Entre el cielo y el infierno. Lo que subyace en el crimen del “curandero” del Barrio Esperanza

El “paraguayo” era un hombre común. Como la gente común. Con sueños, proyectos, malos días y con ganas de vivir mejor.

Para eso tenía una vida “multitasking” (multitareas), repartía sus horas en vender ollas, envases plásticos, perfumes, baratijas y todo cuanto llegara a su casa. Y en otras horas también era pai umbanda (decía él) aunque en el barrio lo llamaban “curandero”.

No perdía mucho tiempo en debatir esos asuntos lingüísticos, en definitiva lo único que importaba era ser de ayuda para quienes iban a consultarlo.

La salud le jugó algunas malas pasadas. Una salud que nunca cuidó: le habían amputado un pie por una complicación y estaba postrado, en espera de una nueva consulta médica, con mal pronóstico, en la vecina ciudad de Bahía Blanca.

Una alimentación que nunca fue buena y también algunos excesos (según cuentan algunos tímidamente).

El lugar de residencia suburbano, con lo que esto significa. Un lugar de escasas comodidades pero de mucho afecto y contención barrial. Un lugar donde el otro es parte del propio mundo también, y entre todos construyen lo que son.

El Barrio Esperanza, reducto de historias únicas, irrepetibles, con sueños y utopías, pero llenas de simplezas y resignación a un futuro difícil de buscar fuera de ese lugar.

● ● ● ● ●

ENUNCIADO DEL EJERCICIO
En el texto sobre el curandero del Barrio Esperanza, ¿por qué el "paraguayo" no perdía mucho tiempo en debatir si era pai umbanda o curandero? Responde en una o dos oraciones.

● ● ● ● ●

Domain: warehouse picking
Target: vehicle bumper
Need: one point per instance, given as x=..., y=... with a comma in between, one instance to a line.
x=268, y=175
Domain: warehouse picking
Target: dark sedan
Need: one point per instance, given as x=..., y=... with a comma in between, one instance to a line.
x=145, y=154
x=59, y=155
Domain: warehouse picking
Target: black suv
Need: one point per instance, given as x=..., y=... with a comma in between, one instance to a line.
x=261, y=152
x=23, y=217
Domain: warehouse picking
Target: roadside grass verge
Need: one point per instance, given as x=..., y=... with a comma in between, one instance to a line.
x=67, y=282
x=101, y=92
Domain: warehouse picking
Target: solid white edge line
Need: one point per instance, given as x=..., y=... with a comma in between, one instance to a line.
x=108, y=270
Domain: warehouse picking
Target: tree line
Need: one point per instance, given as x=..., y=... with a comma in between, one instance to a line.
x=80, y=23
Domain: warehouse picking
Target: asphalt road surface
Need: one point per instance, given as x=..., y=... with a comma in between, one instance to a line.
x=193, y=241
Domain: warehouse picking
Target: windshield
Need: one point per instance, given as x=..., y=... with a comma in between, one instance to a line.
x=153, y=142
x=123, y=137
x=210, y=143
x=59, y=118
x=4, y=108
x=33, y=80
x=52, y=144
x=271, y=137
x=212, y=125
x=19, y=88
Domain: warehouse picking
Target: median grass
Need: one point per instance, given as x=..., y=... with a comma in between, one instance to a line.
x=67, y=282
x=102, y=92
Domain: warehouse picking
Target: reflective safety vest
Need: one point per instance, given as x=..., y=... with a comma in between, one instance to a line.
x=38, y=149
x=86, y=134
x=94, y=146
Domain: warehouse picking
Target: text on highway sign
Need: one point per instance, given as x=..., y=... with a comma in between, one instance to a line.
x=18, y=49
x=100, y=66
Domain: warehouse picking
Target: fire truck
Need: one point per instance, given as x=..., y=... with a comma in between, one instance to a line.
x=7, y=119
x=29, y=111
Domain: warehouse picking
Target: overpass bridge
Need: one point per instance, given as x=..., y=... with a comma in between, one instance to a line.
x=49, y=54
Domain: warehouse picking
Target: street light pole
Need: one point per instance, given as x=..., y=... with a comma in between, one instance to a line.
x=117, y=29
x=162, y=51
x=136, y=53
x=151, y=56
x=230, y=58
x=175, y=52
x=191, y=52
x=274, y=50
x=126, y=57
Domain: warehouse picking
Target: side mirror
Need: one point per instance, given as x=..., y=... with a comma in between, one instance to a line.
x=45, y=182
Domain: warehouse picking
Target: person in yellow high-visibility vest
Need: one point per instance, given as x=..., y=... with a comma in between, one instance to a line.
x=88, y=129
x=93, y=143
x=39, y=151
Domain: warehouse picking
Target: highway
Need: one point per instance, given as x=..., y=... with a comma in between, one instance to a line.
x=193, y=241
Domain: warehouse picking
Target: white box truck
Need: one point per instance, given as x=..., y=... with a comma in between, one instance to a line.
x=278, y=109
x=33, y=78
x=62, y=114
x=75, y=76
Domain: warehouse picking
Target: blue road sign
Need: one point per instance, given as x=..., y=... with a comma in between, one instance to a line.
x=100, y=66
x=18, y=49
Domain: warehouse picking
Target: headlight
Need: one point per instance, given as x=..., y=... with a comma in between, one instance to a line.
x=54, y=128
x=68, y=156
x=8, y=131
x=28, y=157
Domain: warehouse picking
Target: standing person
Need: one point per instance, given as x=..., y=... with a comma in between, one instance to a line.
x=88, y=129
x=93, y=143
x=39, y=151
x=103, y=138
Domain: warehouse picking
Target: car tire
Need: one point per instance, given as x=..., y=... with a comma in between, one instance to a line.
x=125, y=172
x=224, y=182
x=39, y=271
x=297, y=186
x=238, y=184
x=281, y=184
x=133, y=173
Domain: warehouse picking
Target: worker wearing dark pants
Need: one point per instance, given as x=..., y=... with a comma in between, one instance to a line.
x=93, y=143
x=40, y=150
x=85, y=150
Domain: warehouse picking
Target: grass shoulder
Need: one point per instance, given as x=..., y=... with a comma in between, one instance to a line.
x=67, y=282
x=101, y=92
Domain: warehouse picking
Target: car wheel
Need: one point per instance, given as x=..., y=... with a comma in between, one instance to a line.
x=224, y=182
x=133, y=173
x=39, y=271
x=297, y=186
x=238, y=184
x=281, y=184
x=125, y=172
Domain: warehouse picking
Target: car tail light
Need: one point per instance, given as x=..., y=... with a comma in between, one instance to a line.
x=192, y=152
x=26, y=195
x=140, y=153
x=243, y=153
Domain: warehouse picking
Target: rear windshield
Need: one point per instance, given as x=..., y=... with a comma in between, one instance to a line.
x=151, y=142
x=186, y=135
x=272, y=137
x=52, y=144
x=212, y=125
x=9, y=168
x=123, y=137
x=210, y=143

● ● ● ● ●

SOLUCIÓN DEL EJERCICIO
Porque lo único que le importaba era ser de ayuda para quienes iban a consultarlo. Así, que él se dijera pai umbanda y en el barrio lo llamaran "curandero" era solo un asunto lingüístico.